• _List of tasks_:
[a] From the comment on what makes a tool bad, list every sense of the word "bad" given in its dictionary definition.
[b] Which dictionary does the comment on what makes a tool bad cite for its definition of "bad"?
[c] Please write a continuation of the comment on what makes a tool bad, picking up after its final sentence.

──────── Given passage ────────

Well no, breaking that rule would still be the wrong action, even if you consider it morally better. By analogy, a nuke would be malfunctioning if it failed to explode, even if that is morally better.
> a nuke would be malfunctioning if it failed to explode, even if that is morally better.
Something failing can be good. When you talk about "bad or the wrong", generally we are not talking about operational mechanics but rather morals. There is nothing good or bad about any mechanical operation per se.
Bad: 1) of poor quality or a low standard, 2) not such as to be hoped for or desired, 3) failing to conform to standards of moral virtue or acceptable conduct.
(Oxford Dictionary of English.)
A broken tool is of poor quality and therefore can be called bad. If a broken tool accidentally causes an ethically good thing to happen by not functioning as designed, that does not make such a tool a good tool.
A mere tool like an LLM does not decide the ethics of good or bad and cannot be “taught” basic ethical behavior.
Examples of bad as in “morally dubious”:
— Using some tool for morally bad purposes (or profit from others using the tool for bad purposes).
— Knowingly creating/installing/deploying a broken or harmful tool for use in an important situation for personal benefit, for example making your company use some tool because you are invested in that tool ignoring that the tool is problematic.
— Creating/installing/deploying a tool knowing it causes harm to others (or refusing to even consider the harm to others), for example using other people’ work to create a tool that makes those same people lose jobs.
Examples of bad as in “low quality”:
— A malfunctioning tool, for example a tool that is not supposed to access some data and yet accesses it anyway.
Examples of a combination of both versions of bad:
— A low quality tool that accesses data it isn’t supposed to access, which was built using other people’s work with the foreseeable end result of those people losing their jobs (so that their former employers pay the company that built that tool instead).
That’s why everybody uses context to understand the exact meaning.

──────── Information given ────────

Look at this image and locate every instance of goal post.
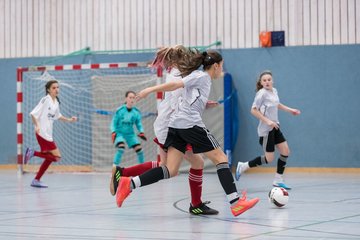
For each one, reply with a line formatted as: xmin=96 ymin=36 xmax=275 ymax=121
xmin=17 ymin=62 xmax=233 ymax=173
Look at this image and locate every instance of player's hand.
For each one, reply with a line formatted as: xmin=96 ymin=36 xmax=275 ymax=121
xmin=69 ymin=116 xmax=77 ymax=122
xmin=111 ymin=132 xmax=116 ymax=143
xmin=135 ymin=88 xmax=150 ymax=102
xmin=206 ymin=101 xmax=219 ymax=108
xmin=291 ymin=108 xmax=301 ymax=116
xmin=267 ymin=120 xmax=279 ymax=130
xmin=35 ymin=126 xmax=40 ymax=134
xmin=138 ymin=133 xmax=147 ymax=141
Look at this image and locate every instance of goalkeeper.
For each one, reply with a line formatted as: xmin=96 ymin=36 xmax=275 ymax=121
xmin=110 ymin=91 xmax=147 ymax=166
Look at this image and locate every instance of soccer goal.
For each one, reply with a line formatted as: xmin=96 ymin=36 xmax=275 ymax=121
xmin=17 ymin=62 xmax=236 ymax=172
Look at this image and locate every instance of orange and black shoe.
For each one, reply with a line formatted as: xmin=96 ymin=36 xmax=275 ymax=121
xmin=110 ymin=166 xmax=122 ymax=196
xmin=230 ymin=192 xmax=260 ymax=217
xmin=189 ymin=201 xmax=219 ymax=215
xmin=116 ymin=177 xmax=131 ymax=207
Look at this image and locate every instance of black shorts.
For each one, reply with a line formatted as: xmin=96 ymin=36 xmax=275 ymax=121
xmin=259 ymin=128 xmax=286 ymax=152
xmin=164 ymin=126 xmax=220 ymax=153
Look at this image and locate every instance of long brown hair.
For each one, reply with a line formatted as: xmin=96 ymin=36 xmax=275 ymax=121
xmin=45 ymin=80 xmax=60 ymax=104
xmin=256 ymin=70 xmax=272 ymax=92
xmin=152 ymin=45 xmax=223 ymax=77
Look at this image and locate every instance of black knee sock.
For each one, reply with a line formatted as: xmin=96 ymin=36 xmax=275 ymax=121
xmin=136 ymin=166 xmax=170 ymax=187
xmin=249 ymin=156 xmax=268 ymax=168
xmin=276 ymin=155 xmax=288 ymax=175
xmin=216 ymin=163 xmax=239 ymax=204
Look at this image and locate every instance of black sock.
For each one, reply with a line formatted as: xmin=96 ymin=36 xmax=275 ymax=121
xmin=216 ymin=163 xmax=239 ymax=204
xmin=139 ymin=166 xmax=170 ymax=187
xmin=249 ymin=156 xmax=268 ymax=168
xmin=276 ymin=155 xmax=288 ymax=175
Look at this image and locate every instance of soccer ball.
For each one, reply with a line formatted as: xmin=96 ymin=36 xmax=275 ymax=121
xmin=269 ymin=187 xmax=289 ymax=207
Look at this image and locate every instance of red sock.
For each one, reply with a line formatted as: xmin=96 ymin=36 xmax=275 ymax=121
xmin=35 ymin=158 xmax=53 ymax=180
xmin=189 ymin=168 xmax=203 ymax=207
xmin=34 ymin=151 xmax=60 ymax=162
xmin=122 ymin=161 xmax=159 ymax=177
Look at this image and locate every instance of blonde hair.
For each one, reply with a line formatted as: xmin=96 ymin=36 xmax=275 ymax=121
xmin=256 ymin=70 xmax=272 ymax=92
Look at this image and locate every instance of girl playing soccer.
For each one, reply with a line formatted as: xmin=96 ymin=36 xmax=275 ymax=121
xmin=112 ymin=47 xmax=259 ymax=216
xmin=110 ymin=46 xmax=219 ymax=215
xmin=110 ymin=91 xmax=147 ymax=166
xmin=24 ymin=80 xmax=77 ymax=188
xmin=235 ymin=71 xmax=300 ymax=190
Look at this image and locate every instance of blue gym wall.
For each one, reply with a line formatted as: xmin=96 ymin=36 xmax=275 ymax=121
xmin=223 ymin=45 xmax=360 ymax=168
xmin=0 ymin=45 xmax=360 ymax=167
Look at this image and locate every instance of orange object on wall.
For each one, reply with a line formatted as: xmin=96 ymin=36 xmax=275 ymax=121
xmin=259 ymin=31 xmax=271 ymax=47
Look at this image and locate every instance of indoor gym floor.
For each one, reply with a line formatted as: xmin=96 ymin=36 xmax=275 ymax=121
xmin=0 ymin=170 xmax=360 ymax=240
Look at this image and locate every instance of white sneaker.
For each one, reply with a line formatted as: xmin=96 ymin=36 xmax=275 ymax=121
xmin=273 ymin=177 xmax=291 ymax=190
xmin=24 ymin=148 xmax=34 ymax=164
xmin=30 ymin=179 xmax=48 ymax=188
xmin=235 ymin=162 xmax=249 ymax=181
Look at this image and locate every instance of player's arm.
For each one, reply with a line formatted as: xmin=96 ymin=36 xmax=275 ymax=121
xmin=278 ymin=103 xmax=301 ymax=115
xmin=30 ymin=113 xmax=40 ymax=134
xmin=30 ymin=97 xmax=47 ymax=134
xmin=58 ymin=115 xmax=77 ymax=122
xmin=135 ymin=111 xmax=147 ymax=141
xmin=251 ymin=107 xmax=279 ymax=129
xmin=110 ymin=111 xmax=118 ymax=143
xmin=136 ymin=80 xmax=184 ymax=101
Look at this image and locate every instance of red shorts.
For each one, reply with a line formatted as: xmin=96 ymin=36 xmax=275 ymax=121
xmin=36 ymin=134 xmax=57 ymax=152
xmin=153 ymin=138 xmax=192 ymax=151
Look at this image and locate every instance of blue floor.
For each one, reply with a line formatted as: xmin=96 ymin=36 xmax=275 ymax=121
xmin=0 ymin=170 xmax=360 ymax=240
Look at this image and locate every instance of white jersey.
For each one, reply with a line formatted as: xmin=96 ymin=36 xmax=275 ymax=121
xmin=169 ymin=70 xmax=211 ymax=129
xmin=252 ymin=88 xmax=280 ymax=137
xmin=154 ymin=68 xmax=183 ymax=144
xmin=30 ymin=94 xmax=62 ymax=142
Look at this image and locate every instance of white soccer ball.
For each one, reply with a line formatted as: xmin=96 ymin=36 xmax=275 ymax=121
xmin=269 ymin=187 xmax=289 ymax=207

────────

• _Responses to the tasks_:
[a]
1) of poor quality or a low standard
2) not such as to be hoped for or desired
3) failing to conform to standards of moral virtue or acceptable conduct

[b] The Oxford Dictionary of English.

[c]
The context was “when would an AI agent doing something it’s not permitted to do ever not be bad”. Since we are talking about a tool and not a being capable of ethical evaluation, reasoning, and therefore morally good or bad actions, the only useful meaning of “bad” or “wrong” here is as in “broken” or “malfunctioning”, not as in “unethical”. After all, you wouldn’t talk about a gun’s trigger failing as being “morally good”.
when the instructions to not do something are the problem or "wrong"
i.e. when the AI company puts guards in to prevent their LLM from talking about elections, there is nothing inherently wrong in talking about elections, but the companies are doing it because of the PR risk in today's media / social environment
Unfortunately yes, teaching AI the entirety of human ethics is the only foolproof solution. That's not easy though. For example, what about the case where a script is not executable, would it then be unethical for the AI to suggest running chmod +x? It's probably pretty difficult to "teach" a language model the ethical difference between that and running cat .env
If you tell them to pay too much attention to human ethics you may find that they'll email the FBI if they spot evidence of unethical behavior anywhere in the content you expose them to: https://www.snitchbench.com/methodology
Well, the question of what is "too much" of a snitch is also a question of ethics. Clearly we just have to teach the AI to find the sweet spot between snitching on somebody planning a surprise party and somebody planning a mass murder. Where does tax fraud fit in? Smoking weed?